▶ **READING TEXT**:
□ □ □ □

Alfonso Artiaco presents 'Diego Cibelli: Un vuoto che non ha luogo'
The First Art Newspaper on the Net    Established in 1996 Monday, December 30, 2024


Alfonso Artiaco presents 'Diego Cibelli: Un vuoto che non ha luogo'
Diego Cibelli, Un vuoto che non ha luogo, partial exhibition view, November 2024.



NAPLES.- The exhibition project unfolds in the gallery rooms, like a circular fable in six episodes. The first two rooms, È nato Generosity and Metamorfosi, explore the theme of birth, interweaving cultural and scientific perspectives. From here, the route proceeds into dreamlike territories: Storie per farlo dormire presents a music box that interweaves visual references, juxtaposing styles and epochs, symbologies and inventions; conversely, Enigma, proposes an immersion into the mysterious and sometimes impervious spaces of consciousness. In this journey, the room Beata fragilità becomes the place where an attempt is made to name and make visible the shadows that disturb the human soul. Finally, the enigma is resolved in the last room, which takes its title from the exhibition: Un vuoto che non ha luogo.

From the critical text by Sylvain Bellenger in the exhibition catalogue:

Un vuoto che non ha luogo tells a story. It is the story of an artist who emerged from the Arte Povera revolt that aesthetically, intellectually and morally dominated education and artistic circles still in the 1910s. Diego Cibelli was then a student and lived, as he still does today, in Scampia. An artist coming from a now well-normalised break and from a district in Naples whose very name evokes everything that building speculation, society, housing density and rationalist town planning, sometimes mixed with violence, have been able to invent. ‘Scampia without anger’ says Diego. It was this urban environment that inspired his first metamorphoses. For Diego, belonging to a place, whatever it may be, is the most delicate and important part of being human. It is the founding concept of his practice.

□ □ □ □

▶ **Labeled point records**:
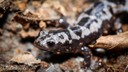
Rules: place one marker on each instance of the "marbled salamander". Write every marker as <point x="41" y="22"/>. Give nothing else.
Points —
<point x="88" y="27"/>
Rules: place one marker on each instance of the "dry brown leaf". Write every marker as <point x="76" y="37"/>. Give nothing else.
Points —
<point x="119" y="41"/>
<point x="25" y="58"/>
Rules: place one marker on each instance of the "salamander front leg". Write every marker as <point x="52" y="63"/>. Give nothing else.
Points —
<point x="118" y="26"/>
<point x="87" y="56"/>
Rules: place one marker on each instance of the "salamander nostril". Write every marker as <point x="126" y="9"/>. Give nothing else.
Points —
<point x="50" y="43"/>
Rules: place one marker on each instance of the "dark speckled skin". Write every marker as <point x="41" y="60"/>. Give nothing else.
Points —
<point x="93" y="22"/>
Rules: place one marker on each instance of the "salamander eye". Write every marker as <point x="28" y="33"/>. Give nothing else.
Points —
<point x="51" y="43"/>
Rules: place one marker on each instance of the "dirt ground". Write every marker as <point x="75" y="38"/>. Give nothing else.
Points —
<point x="20" y="24"/>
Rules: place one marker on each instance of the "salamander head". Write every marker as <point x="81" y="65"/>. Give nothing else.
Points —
<point x="50" y="41"/>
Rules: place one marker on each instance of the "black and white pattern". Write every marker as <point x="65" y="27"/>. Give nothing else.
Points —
<point x="88" y="27"/>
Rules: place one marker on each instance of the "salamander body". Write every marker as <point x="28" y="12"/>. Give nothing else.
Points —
<point x="88" y="27"/>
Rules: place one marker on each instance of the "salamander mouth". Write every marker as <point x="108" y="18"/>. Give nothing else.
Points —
<point x="36" y="44"/>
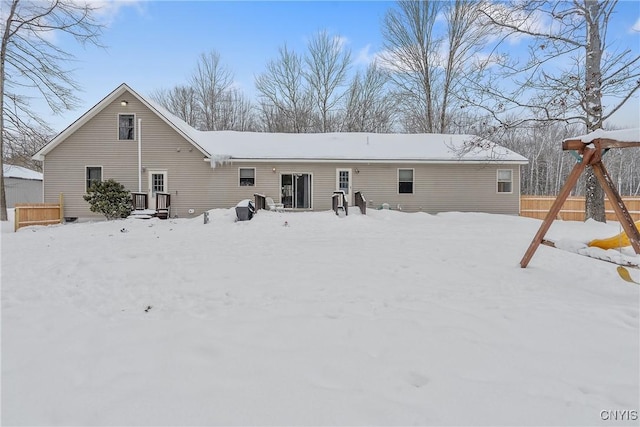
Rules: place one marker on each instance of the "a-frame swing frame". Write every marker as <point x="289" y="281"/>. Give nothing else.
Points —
<point x="589" y="154"/>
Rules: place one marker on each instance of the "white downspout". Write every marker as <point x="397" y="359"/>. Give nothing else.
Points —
<point x="139" y="155"/>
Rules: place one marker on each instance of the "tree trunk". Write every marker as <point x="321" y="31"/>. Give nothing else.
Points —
<point x="3" y="54"/>
<point x="594" y="194"/>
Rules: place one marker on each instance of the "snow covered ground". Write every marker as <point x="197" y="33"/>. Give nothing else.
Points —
<point x="310" y="319"/>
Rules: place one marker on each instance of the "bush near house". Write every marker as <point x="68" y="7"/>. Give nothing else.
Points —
<point x="109" y="198"/>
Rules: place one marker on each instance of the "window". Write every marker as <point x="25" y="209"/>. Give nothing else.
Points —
<point x="247" y="177"/>
<point x="126" y="126"/>
<point x="405" y="181"/>
<point x="505" y="181"/>
<point x="93" y="174"/>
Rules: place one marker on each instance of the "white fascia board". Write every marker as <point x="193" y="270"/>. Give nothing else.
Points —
<point x="379" y="161"/>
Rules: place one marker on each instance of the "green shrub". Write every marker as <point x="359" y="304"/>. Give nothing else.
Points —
<point x="109" y="198"/>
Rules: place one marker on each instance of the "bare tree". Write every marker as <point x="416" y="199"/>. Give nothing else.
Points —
<point x="429" y="63"/>
<point x="210" y="82"/>
<point x="181" y="101"/>
<point x="327" y="65"/>
<point x="285" y="99"/>
<point x="370" y="107"/>
<point x="29" y="60"/>
<point x="576" y="33"/>
<point x="236" y="112"/>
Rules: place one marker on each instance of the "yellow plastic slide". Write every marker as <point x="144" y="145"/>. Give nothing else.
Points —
<point x="617" y="241"/>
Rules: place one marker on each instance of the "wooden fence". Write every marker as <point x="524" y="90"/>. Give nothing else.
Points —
<point x="27" y="214"/>
<point x="573" y="207"/>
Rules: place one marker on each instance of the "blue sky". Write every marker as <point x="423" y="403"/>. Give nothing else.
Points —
<point x="156" y="44"/>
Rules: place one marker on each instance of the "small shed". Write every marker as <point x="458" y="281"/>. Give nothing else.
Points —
<point x="22" y="185"/>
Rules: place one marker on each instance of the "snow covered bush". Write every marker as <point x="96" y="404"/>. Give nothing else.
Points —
<point x="109" y="198"/>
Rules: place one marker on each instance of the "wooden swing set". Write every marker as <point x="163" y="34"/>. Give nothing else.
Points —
<point x="589" y="151"/>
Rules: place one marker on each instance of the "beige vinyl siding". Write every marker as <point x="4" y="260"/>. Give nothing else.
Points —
<point x="96" y="144"/>
<point x="437" y="187"/>
<point x="194" y="184"/>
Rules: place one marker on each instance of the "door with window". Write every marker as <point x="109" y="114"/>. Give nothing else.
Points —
<point x="344" y="183"/>
<point x="295" y="190"/>
<point x="157" y="184"/>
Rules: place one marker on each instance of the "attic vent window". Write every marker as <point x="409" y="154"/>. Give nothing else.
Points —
<point x="126" y="127"/>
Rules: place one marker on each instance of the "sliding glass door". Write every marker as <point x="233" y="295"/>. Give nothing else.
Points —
<point x="296" y="190"/>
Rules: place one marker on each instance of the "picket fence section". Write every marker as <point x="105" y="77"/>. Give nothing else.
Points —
<point x="573" y="207"/>
<point x="27" y="214"/>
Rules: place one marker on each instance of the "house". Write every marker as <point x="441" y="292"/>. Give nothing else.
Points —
<point x="21" y="185"/>
<point x="131" y="139"/>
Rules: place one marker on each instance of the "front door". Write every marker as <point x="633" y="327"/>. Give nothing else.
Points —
<point x="157" y="183"/>
<point x="295" y="190"/>
<point x="343" y="183"/>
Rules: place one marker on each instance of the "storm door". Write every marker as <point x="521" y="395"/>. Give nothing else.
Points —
<point x="157" y="184"/>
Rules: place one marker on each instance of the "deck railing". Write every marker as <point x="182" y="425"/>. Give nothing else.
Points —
<point x="139" y="201"/>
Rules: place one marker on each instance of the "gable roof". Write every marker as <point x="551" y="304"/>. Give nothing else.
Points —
<point x="223" y="146"/>
<point x="177" y="124"/>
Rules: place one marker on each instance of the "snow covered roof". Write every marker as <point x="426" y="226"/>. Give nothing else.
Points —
<point x="358" y="147"/>
<point x="12" y="171"/>
<point x="624" y="135"/>
<point x="222" y="146"/>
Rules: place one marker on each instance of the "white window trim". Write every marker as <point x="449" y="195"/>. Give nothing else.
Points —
<point x="498" y="181"/>
<point x="135" y="129"/>
<point x="413" y="187"/>
<point x="255" y="180"/>
<point x="86" y="189"/>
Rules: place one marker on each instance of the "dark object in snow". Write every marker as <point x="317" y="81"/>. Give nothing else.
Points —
<point x="245" y="210"/>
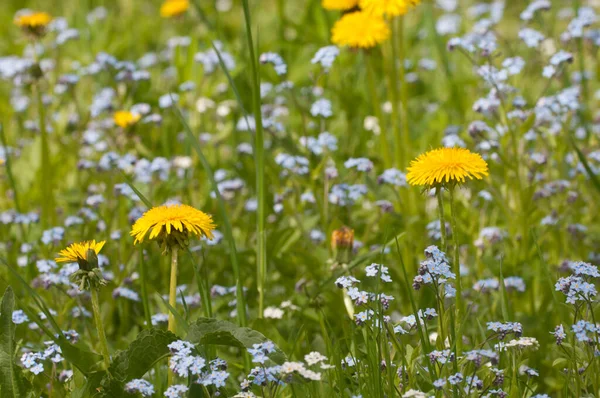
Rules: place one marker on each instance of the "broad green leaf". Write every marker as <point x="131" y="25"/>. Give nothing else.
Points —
<point x="14" y="384"/>
<point x="149" y="347"/>
<point x="79" y="356"/>
<point x="216" y="332"/>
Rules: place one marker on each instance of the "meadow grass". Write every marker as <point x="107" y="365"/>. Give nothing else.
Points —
<point x="379" y="205"/>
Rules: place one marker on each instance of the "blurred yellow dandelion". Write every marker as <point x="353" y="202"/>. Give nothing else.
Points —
<point x="446" y="165"/>
<point x="359" y="29"/>
<point x="388" y="8"/>
<point x="339" y="4"/>
<point x="164" y="220"/>
<point x="173" y="8"/>
<point x="78" y="251"/>
<point x="33" y="20"/>
<point x="125" y="118"/>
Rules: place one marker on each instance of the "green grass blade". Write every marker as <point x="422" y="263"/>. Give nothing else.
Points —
<point x="241" y="302"/>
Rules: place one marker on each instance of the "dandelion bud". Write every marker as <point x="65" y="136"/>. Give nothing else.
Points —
<point x="342" y="241"/>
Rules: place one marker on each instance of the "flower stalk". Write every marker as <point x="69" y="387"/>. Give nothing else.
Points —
<point x="173" y="287"/>
<point x="100" y="327"/>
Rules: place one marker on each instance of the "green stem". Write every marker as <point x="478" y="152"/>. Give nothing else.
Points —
<point x="393" y="88"/>
<point x="144" y="282"/>
<point x="46" y="172"/>
<point x="100" y="327"/>
<point x="407" y="146"/>
<point x="439" y="193"/>
<point x="173" y="287"/>
<point x="456" y="264"/>
<point x="261" y="242"/>
<point x="387" y="158"/>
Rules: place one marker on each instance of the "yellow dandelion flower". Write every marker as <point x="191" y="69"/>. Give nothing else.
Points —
<point x="173" y="8"/>
<point x="78" y="251"/>
<point x="339" y="4"/>
<point x="388" y="8"/>
<point x="165" y="220"/>
<point x="125" y="118"/>
<point x="359" y="29"/>
<point x="446" y="165"/>
<point x="33" y="20"/>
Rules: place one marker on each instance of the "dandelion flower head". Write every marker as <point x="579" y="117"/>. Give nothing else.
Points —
<point x="387" y="8"/>
<point x="125" y="118"/>
<point x="173" y="8"/>
<point x="446" y="165"/>
<point x="33" y="20"/>
<point x="78" y="251"/>
<point x="339" y="4"/>
<point x="177" y="221"/>
<point x="360" y="29"/>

□ □ □ □

▶ **WHAT YOU WILL DO**:
1. Show each line of the entries that contains the string "flower", matching case exactly.
2. Extend the article on the Diego Cibelli exhibition beyond its final sentence.

▶ **ANSWERS TO THE EXERCISE**:
1.
Rules: place one marker on each instance of the "flower stalk". Write every marker as <point x="69" y="387"/>. Give nothing else.
Rules: place one marker on each instance of the "yellow dandelion flower". Write every marker as <point x="191" y="69"/>. Give nothing else.
Rules: place one marker on each instance of the "dandelion flower head". Write every marker as <point x="579" y="117"/>. Give nothing else.

2.
Porcelain is almost human,’ says Diego, ’it brings with it an abundance of fusion forms whose generosity and profusion are unprecedented. Everywhere there is abundance, generosity, surprise, virtuosity and skill to marvel at. From the very first room, the animals presented by Diego seem to be talking beings, but they say nothing. It is the fable that sets the tone, but it is not Aesop, La Fontaine, Giambattista Basile or the Roman de Renard. It is fun and childhood, that of all children, as if the artist were an adult who had not renounced childhood, an intrinsic quality of art. Biscuit prefers the oneiric, and Diego’s humanised and sometimes metamorphosed animals do not refer to the animal tradition of Joachim Kändler in Meissen, for example, but take us back to the world of fairy tales, shadows and silhouettes, like the figures cut out with large scissors by Andersen or the hybrid monsters of the fantastic medieval bestiary.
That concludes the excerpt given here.